Work order:
Answer these questions using the workshop description.
1. In what month and year did the workshop take place?
2. Into how many groups were the participants divided?
3. Which brand's heritage does outline 04 ask the participants to consider?

Supplied passage:
Richard Turley

Yevgen Anfalov
Jacopo Atzori
Alyar Aynetchi
Johannes Bauer
Arve Båtevik
Vilhelm Björndahl
Rahel Brochhagen
Juliette Collin
Gabriele Fumero
Maria Grazia Grasso
Florence Meunier
Bilal Sebei
Senta Simond
Nicolas Toulotte
Anna Toussaint
Clément Tremblot de la Croix
Laura Zoccarato

Assisted by:
Leonardo Azzolini
Maxime Guyon
Frederik Mahler-Andersen

In May 2015 the first year MAAD students took part in a week-long workshop led by Richard Turley, Senior Vice President of Visual Storytelling and Deputy Editorial Director at MTV.

While recreating the work dynamics of an advertisement agency, the workshop encouraged the participants to practically investigate the current significance of a campaign in its formats, functions and roles. Divided in four groups they would build a brief from a given outline of a campaign and in a second stage each group would be assigned a partner team to take the brief and develop the project. This structure allowed the teams to commission a brief and execute another one, thus playing two roles at the same time.

The outlines had a specific visionary profile conceived to push the projects far from stagnating advertisement commonplaces in the process of crafting identities:

01 – Promote a state-run program that provides free group therapy to citizens using exercises from popular drama schools and psychoactive drug treatments.

02 – Name the product, design the bottle and propose a promotional strategy that translates the kinetic, exuberant experience of drinking an alcoholic Coca-Cola product into a youth movement.

03 – Make a music video for “Anohni – Crisis”, a study of tragedies of our age in which the western dream is an hallucination, addressing changes occurring in Europe such as the influx of refugees, the estabilization, imagery of crisis as daily consumption products.

04 – Considering The North Face heritage as both an urban brand and as adventurer’s apparel, communicate the novelty of the first mass market digital invisibility cloak, capable of providing the wearer with complete privacy from government surveillance.

The outcomes took shape as installations blending graphic design, moving images, sound and performative contributions.

Saved entries:
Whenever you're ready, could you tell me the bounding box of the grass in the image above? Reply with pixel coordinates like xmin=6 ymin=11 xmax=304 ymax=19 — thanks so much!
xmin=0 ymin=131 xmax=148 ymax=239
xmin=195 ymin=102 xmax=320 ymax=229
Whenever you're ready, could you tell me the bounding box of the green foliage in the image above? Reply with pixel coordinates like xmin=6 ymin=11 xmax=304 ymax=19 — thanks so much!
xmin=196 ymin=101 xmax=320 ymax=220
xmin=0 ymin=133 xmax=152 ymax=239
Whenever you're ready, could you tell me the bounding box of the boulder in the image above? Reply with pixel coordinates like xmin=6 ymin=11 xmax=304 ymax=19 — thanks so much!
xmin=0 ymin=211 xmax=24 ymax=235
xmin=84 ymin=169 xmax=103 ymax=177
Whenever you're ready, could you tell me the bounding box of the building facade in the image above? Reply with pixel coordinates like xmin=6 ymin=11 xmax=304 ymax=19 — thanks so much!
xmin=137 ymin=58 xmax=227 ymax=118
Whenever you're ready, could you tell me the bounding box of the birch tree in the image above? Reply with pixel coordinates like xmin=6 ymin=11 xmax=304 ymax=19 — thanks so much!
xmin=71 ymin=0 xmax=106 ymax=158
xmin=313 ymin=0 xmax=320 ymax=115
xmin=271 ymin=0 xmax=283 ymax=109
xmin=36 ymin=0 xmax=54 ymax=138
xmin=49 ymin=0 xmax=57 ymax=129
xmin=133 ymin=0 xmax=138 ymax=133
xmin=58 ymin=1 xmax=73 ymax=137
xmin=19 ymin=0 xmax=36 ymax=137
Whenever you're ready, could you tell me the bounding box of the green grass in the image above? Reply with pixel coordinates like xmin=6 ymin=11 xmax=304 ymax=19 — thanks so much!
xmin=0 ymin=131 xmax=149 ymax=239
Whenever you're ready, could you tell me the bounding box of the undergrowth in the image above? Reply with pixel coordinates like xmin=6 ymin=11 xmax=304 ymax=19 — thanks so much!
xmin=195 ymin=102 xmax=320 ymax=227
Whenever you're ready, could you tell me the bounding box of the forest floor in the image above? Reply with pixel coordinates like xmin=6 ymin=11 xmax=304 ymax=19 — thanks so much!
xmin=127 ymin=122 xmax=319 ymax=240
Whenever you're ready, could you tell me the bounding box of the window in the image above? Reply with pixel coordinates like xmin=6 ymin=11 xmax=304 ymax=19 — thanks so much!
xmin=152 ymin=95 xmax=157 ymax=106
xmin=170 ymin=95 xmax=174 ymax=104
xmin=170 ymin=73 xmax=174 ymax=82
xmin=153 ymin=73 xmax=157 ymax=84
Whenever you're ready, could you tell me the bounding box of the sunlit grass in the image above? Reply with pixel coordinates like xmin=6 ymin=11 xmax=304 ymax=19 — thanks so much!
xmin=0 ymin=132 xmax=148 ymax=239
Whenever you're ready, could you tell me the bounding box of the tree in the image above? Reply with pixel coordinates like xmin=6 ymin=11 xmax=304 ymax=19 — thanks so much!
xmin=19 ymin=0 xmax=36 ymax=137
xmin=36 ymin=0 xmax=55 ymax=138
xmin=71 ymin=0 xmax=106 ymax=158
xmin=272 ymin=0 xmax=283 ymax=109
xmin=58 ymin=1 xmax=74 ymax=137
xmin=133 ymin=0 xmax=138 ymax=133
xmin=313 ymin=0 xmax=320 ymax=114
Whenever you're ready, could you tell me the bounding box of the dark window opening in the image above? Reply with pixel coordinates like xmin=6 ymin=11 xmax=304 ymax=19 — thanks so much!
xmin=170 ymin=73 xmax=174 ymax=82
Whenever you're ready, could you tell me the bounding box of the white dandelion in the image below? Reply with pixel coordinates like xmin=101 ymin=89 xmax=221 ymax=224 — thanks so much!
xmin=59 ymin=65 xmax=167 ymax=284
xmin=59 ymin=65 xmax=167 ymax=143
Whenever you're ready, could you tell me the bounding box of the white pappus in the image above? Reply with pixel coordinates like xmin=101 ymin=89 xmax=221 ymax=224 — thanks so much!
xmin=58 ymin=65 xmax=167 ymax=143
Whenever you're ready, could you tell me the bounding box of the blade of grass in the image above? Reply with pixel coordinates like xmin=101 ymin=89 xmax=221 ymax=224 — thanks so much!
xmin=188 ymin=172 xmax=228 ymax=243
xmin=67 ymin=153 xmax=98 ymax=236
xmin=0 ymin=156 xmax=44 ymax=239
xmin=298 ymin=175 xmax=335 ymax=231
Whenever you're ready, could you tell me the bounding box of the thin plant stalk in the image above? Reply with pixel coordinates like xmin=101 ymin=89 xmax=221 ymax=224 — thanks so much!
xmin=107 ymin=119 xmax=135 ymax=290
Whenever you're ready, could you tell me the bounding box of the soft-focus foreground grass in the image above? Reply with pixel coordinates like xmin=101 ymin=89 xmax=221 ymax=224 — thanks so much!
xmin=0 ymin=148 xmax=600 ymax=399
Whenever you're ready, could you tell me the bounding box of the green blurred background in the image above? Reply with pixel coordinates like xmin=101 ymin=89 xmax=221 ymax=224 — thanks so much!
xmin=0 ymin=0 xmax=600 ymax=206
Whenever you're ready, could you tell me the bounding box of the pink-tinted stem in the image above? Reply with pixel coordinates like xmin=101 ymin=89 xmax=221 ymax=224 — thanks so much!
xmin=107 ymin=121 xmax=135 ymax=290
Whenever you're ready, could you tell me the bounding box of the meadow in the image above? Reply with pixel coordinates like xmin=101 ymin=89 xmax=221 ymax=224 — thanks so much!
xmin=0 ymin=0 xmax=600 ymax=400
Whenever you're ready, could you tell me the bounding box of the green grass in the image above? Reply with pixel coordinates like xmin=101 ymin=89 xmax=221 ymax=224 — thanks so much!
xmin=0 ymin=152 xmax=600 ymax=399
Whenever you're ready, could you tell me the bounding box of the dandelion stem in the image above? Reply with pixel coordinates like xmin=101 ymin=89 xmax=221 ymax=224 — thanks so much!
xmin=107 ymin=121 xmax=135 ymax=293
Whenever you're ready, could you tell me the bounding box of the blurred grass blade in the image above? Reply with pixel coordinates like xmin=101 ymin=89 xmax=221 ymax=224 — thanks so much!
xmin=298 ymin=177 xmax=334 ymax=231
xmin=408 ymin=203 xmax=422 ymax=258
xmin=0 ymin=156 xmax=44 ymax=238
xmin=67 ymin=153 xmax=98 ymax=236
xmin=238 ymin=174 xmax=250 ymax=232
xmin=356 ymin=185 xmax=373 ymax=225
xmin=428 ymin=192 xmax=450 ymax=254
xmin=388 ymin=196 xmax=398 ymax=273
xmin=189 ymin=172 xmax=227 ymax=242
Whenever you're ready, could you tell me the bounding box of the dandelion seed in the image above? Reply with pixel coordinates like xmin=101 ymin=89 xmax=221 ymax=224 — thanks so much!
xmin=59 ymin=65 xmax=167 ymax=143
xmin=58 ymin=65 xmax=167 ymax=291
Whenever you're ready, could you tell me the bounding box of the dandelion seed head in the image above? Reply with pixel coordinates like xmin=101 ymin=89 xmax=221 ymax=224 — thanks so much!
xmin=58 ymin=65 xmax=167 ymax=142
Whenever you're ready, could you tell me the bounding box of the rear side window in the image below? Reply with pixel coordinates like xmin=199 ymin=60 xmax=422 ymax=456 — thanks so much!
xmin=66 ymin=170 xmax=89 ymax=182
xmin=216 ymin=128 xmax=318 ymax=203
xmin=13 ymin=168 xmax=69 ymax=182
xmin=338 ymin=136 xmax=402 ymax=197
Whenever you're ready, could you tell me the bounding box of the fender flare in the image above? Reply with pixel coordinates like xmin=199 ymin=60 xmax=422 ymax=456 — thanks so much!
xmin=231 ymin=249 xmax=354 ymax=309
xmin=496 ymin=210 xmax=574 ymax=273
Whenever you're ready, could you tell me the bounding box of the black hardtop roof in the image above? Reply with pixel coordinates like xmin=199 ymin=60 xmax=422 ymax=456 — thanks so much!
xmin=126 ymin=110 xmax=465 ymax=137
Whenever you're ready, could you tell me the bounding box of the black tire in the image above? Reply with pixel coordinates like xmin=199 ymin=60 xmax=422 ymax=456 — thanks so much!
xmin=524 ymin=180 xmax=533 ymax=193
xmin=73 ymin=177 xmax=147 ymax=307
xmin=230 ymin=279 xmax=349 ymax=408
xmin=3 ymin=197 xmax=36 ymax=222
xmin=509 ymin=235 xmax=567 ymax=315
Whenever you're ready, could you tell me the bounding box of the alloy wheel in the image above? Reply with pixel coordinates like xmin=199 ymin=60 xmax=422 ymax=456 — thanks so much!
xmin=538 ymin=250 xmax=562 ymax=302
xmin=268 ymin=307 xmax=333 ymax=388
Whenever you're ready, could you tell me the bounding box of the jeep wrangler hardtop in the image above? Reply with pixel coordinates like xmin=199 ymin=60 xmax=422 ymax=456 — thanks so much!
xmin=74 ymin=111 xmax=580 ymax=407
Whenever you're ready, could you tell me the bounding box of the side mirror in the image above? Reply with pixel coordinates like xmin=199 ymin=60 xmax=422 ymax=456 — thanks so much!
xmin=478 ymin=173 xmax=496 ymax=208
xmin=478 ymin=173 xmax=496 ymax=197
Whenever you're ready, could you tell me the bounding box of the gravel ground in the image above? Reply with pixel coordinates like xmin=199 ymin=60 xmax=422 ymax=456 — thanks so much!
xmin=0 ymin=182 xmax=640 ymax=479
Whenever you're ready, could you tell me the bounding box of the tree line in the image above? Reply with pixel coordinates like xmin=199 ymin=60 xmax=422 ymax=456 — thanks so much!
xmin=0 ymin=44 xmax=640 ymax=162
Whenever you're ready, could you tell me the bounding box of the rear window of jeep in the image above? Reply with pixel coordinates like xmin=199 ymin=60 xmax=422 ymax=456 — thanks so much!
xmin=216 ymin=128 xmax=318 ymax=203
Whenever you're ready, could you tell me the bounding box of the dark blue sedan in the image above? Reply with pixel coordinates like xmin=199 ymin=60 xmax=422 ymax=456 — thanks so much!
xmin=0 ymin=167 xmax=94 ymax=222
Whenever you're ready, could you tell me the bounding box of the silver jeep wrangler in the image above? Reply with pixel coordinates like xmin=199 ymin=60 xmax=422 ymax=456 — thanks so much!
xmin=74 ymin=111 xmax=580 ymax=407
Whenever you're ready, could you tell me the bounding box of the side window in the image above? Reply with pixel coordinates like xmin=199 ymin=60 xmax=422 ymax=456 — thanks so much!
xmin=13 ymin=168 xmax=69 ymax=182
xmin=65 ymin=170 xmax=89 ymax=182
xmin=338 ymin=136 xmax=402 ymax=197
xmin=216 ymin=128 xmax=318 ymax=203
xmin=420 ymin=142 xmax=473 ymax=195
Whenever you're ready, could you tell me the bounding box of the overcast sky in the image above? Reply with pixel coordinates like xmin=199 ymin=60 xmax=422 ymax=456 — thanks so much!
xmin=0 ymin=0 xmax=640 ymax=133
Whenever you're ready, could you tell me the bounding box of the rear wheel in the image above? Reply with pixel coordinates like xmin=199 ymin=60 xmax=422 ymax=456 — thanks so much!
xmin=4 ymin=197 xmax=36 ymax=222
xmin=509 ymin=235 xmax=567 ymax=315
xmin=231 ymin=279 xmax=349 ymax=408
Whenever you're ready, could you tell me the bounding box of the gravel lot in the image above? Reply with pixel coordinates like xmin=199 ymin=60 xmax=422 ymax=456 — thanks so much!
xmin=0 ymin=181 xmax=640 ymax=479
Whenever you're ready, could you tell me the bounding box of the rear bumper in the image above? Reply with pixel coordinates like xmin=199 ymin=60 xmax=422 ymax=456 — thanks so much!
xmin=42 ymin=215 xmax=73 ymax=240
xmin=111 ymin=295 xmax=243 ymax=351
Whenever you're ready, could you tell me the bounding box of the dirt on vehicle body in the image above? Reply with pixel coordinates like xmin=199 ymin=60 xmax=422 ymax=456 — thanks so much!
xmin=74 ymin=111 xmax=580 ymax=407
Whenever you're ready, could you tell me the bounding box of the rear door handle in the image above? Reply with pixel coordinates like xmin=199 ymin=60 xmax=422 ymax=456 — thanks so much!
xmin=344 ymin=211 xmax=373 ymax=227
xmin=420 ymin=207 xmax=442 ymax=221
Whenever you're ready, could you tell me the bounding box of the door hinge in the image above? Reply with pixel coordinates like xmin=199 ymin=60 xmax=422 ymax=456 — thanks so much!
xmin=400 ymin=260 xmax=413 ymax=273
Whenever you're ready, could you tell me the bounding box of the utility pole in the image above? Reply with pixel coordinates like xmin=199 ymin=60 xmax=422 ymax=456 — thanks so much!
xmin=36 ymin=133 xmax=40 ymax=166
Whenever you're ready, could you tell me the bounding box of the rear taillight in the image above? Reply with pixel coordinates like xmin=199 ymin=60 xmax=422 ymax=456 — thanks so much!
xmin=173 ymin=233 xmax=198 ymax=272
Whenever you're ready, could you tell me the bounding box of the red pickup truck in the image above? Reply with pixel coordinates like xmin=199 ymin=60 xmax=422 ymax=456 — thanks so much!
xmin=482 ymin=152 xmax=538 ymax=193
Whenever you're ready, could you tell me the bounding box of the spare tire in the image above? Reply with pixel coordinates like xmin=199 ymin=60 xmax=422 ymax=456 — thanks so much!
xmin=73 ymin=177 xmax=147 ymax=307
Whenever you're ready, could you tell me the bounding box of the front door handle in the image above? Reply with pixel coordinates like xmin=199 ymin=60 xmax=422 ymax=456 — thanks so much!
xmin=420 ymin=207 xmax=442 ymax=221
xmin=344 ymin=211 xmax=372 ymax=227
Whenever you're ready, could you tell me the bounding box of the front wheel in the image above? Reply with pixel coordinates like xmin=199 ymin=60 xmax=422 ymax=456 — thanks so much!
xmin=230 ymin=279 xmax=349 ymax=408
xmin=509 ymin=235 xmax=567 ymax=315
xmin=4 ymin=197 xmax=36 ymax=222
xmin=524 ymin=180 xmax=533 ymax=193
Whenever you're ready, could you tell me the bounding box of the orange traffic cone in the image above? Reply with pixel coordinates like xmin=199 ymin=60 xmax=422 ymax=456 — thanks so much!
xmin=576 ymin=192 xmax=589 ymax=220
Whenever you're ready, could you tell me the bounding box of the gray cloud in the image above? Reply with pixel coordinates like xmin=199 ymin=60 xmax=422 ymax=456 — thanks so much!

Solution to the exercise:
1. May 2015
2. Four
3. The North Face